== Segment start ==
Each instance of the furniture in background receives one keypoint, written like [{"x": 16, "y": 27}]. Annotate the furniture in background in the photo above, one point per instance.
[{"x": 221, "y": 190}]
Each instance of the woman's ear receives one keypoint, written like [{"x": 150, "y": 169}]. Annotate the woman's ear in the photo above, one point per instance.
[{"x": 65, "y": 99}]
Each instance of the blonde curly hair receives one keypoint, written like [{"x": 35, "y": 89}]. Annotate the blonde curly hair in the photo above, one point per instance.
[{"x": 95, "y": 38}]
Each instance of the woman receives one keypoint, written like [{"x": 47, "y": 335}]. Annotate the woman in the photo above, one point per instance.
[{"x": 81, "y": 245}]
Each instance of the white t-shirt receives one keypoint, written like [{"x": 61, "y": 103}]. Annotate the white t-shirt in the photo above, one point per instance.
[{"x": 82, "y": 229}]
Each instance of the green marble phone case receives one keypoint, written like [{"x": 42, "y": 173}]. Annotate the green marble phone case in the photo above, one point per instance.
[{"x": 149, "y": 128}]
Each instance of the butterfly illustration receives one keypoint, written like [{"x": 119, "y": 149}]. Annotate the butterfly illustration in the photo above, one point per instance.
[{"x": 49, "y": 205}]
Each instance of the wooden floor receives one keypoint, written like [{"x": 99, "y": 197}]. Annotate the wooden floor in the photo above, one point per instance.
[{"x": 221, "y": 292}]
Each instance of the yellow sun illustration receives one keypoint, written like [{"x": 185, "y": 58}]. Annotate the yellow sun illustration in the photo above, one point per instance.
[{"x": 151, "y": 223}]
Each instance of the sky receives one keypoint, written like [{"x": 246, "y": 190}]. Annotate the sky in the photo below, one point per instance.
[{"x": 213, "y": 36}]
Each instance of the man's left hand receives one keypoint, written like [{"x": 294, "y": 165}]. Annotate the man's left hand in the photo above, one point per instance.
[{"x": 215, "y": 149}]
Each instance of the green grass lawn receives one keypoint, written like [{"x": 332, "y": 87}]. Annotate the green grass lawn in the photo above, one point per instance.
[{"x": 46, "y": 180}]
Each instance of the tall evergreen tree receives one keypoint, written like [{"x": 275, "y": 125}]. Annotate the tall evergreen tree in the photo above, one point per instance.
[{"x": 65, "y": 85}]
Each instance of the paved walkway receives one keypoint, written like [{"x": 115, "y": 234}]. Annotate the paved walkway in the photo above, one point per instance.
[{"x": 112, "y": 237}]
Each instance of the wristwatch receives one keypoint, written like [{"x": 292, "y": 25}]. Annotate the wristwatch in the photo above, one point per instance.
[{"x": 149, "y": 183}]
== Segment end ==
▶ **Exercise aim**:
Word for word, repeat the records above.

▶ **Response to the task**:
Each instance of the furniture in background receives one keypoint, written like [{"x": 16, "y": 27}]. Annotate the furniture in background in the photo above, one point per instance.
[{"x": 221, "y": 190}]
Each instance of the woman's ear receives one keypoint, written like [{"x": 150, "y": 169}]. Annotate the woman's ear in the photo above, one point per instance.
[{"x": 65, "y": 99}]
Each instance of the blonde curly hair receives one keypoint, written like [{"x": 35, "y": 89}]. Annotate the blonde curly hair in the photo above, one point per instance.
[{"x": 95, "y": 38}]
Each instance of the woman receives one keypoint, written like [{"x": 47, "y": 335}]. Annotate the woman in the photo above, one point per instance.
[{"x": 81, "y": 245}]
Each instance of the white t-shirt receives one keypoint, written like [{"x": 61, "y": 103}]. Annotate the white t-shirt in the photo above, one point per instance.
[{"x": 82, "y": 229}]
Each instance of the green marble phone case receives one keypoint, written like [{"x": 42, "y": 173}]. Annotate the green marble phone case in the photo above, one point per instance.
[{"x": 149, "y": 128}]
Each instance of the butterfly illustration receives one keypoint, written like [{"x": 119, "y": 149}]. Annotate the butterfly illustration in the photo above, one point per instance.
[{"x": 49, "y": 205}]
Each instance of the wooden floor receives one keypoint, written like [{"x": 99, "y": 197}]. Annotate the wooden floor in the photo above, one point per instance.
[{"x": 221, "y": 292}]
Each instance of the yellow sun illustration receives one keypoint, written like [{"x": 185, "y": 58}]. Annotate the yellow sun illustration in the photo above, one point per instance.
[{"x": 151, "y": 223}]
Each instance of the sky receives one keypoint, written like [{"x": 246, "y": 190}]. Annotate the sky in the photo below, one point per instance.
[{"x": 213, "y": 36}]
Each instance of the man's left hand receives one keypoint, written like [{"x": 294, "y": 165}]. Annotate the man's left hand in the photo above, one point per instance.
[{"x": 215, "y": 149}]
Each instance of the green grass lawn receives one keypoint, written like [{"x": 332, "y": 87}]. Annotate the green grass lawn in the photo above, one point per instance.
[{"x": 46, "y": 180}]
Each instance of the tall evergreen tree receives one keypoint, written like [{"x": 275, "y": 125}]. Annotate the tall evergreen tree in the photo above, one point per instance.
[{"x": 65, "y": 85}]
Each instance of the paved walkway receives one keypoint, written like [{"x": 115, "y": 234}]. Annotate the paved walkway in the photo above, one point per instance.
[{"x": 112, "y": 237}]
Each instance of the wristwatch receives one keypoint, written like [{"x": 292, "y": 25}]. Annotate the wristwatch in the photo above, one point per instance.
[{"x": 149, "y": 183}]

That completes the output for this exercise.